§ **Selected excerpt**
- Directed by: Jack Hannah
- Story by: Bill Peet
- Produced by: Walt Disney
- Starring: Jack Mather Arch Denison
- Narrated by: John Brown
- Music by: Oliver Wallace
- Production company: Walt Disney Productions
- Distributed by: RKO Radio Pictures
- Release date: March 8, 1946;
- Running time: 7 minutes
- Country: United States
- Language: English

= A Knight for a Day =

A Knight for a Day is a 1946 Disney short film starring Goofy, which is loosely based on the novel A Connecticut Yankee in King Arthur's Court. Directed by Jack Hannah, this 7-minute animated comedy short was scripted by Bill Peet. While classified as a Goofy cartoon, Goofy himself is not used in this film, but his appearance is used as the basis for all the characters.

[Point-based annotation data]

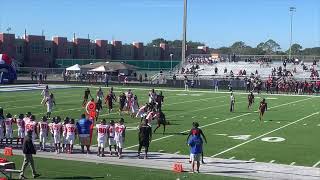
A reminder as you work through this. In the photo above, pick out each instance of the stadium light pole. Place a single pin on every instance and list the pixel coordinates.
(171, 60)
(184, 36)
(292, 10)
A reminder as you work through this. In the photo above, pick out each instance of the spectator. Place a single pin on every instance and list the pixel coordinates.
(83, 126)
(140, 78)
(174, 78)
(28, 150)
(145, 77)
(195, 144)
(215, 70)
(106, 79)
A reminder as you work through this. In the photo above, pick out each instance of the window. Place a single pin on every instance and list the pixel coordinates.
(92, 52)
(47, 50)
(19, 49)
(83, 50)
(35, 48)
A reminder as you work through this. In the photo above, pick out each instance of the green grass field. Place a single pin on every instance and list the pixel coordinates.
(288, 134)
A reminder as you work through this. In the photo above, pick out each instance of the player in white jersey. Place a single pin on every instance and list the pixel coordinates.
(120, 136)
(21, 125)
(50, 101)
(43, 129)
(27, 118)
(31, 125)
(134, 106)
(71, 135)
(102, 130)
(152, 96)
(1, 125)
(111, 134)
(64, 134)
(56, 130)
(9, 130)
(142, 112)
(45, 93)
(100, 94)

§ **Objective**
Reproduce the portion of the film summary starting at "A Knight for a Day is" and ending at "all the characters.", word for word.

§ **Result of the exercise**
A Knight for a Day is a 1946 Disney short film starring Goofy, which is loosely based on the novel A Connecticut Yankee in King Arthur's Court. Directed by Jack Hannah, this 7-minute animated comedy short was scripted by Bill Peet. While classified as a Goofy cartoon, Goofy himself is not used in this film, but his appearance is used as the basis for all the characters.